SOURCE TEXT

Some of my fears stem from a lack of communication between us - he is back in school and has finals - but most of it stems from experience.  It comes from the men I've met that start out with romantic intentions, who then turn right around and say, "I wish I could find a girl just like you." 

Well, there is only one girl just like me, she just happens to be fat. 


Right now I am just trying to contain my fear so that I don't project any of it onto this man, who seems really great.  But it's difficult.

As I stare at my phone and wait for a text or a call I feel like an idiot.  I feel like a teenager who doesn't know who she is yet, but just hopes that the boy will call. 

I know who I am.  I know where I've been.  I know where I want to go, I just don't want to go there alone.

And I'm so scared that he won't see me. 

It's fears like this that make me want to rage: against steroids, against illness, against myself.  It was I, after all, that allowed things to get this bad, that hid my head in the sand as my body warped into this thing it is now.

I'm just too tired to rage, though.  I'm tired, and I'm scared, and I'm sad.

But I remain oddly optimistic that this man will, somehow, see me.  That he is for real, that he is what he says, and that he wants me in spite of my fat. 

Only time will tell...





Monday, December 1, 2014

People are strange

I am now two weeks into this online dating experience, and there is one thing that I am now certain of...

People are strange.

I have broken down the defenses and gone on a date with a very, very weird man (see my last post for more on that wackadoo), but hey, I went on a date!  It has been a good, long while since I have been on a date... we're talking the beginning of my relationship with my ex, which was also a good, long while ago!... so just going on a date was a huge step for me.

I have been chatting/texting with a man from another city almost every day and he seems very nice!  We are making plans to try to meet in person, which still scares me a lot.

I mentioned to him that I am feeling this fear and he asked me to elaborate.  When I told him that I was afraid that my size would be an issue he said, "Size is NOT an issue with me."  Which made me relieved.

But I'm still scared. Because he hasn't actually seen me yet. What if my size is a size or two bigger than the size that is not a problem for him?  What if the size that is the not-a-problem size for him is waaaaay smaller than my size? What if... oh, hell, I could what if all day.

But I like him so far.  He doesn't seem as weird as the last guy.  So far.

STATED GOAL
In the blog post, what did the man from another city say when told that size might be an issue?

GIVEN INFORMATION
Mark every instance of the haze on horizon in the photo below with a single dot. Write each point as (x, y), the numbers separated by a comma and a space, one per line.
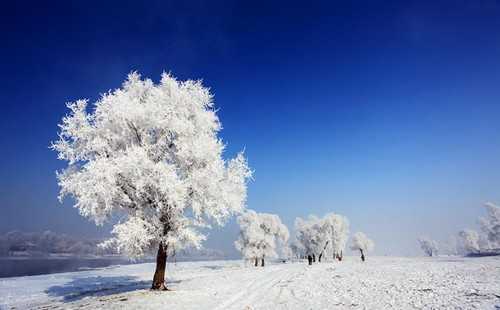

SOLUTION FOR THIS TASK
He said, "Size is NOT an issue with me."